- WHAT YOU WILL DO
Beneath this sentence is a set of records; write each of them out exactly.

:: GIVEN RECORDS ::

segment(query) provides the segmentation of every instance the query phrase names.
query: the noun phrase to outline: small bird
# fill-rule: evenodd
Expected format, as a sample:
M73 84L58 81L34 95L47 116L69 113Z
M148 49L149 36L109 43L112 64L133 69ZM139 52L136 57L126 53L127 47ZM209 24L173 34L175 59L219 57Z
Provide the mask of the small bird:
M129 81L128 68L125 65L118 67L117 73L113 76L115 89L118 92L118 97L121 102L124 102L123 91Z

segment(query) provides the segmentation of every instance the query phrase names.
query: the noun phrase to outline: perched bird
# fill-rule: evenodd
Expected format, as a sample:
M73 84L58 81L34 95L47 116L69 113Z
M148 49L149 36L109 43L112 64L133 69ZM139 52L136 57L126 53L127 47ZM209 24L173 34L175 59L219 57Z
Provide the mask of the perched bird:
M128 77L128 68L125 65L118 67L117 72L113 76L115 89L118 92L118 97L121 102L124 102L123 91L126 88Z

:::

- THE OUTPUT
segment(query) provides the segmentation of every instance the query phrase names.
query: the noun phrase to outline: small bird
# fill-rule: evenodd
Expected format, as a sample:
M73 84L58 81L34 95L47 116L69 113Z
M148 49L149 36L109 43L112 64L133 69ZM139 52L136 57L126 53L127 47ZM209 24L173 34L175 59L219 57Z
Provide the mask of the small bird:
M129 81L128 68L125 65L118 67L117 73L113 76L115 89L118 92L118 97L121 102L124 102L123 91Z

segment(query) provides the segmentation of every instance the query phrase names.
query: the noun phrase to outline: perched bird
# fill-rule: evenodd
Expected format, as a sample:
M73 84L58 81L34 95L47 116L69 113Z
M148 49L149 36L109 43L112 64L133 69ZM139 52L136 57L126 53L127 47ZM209 24L173 34L175 59L219 57Z
Provide the mask of the perched bird:
M128 77L128 68L125 65L118 67L117 72L113 76L115 89L118 92L118 97L121 102L124 102L123 91L126 88Z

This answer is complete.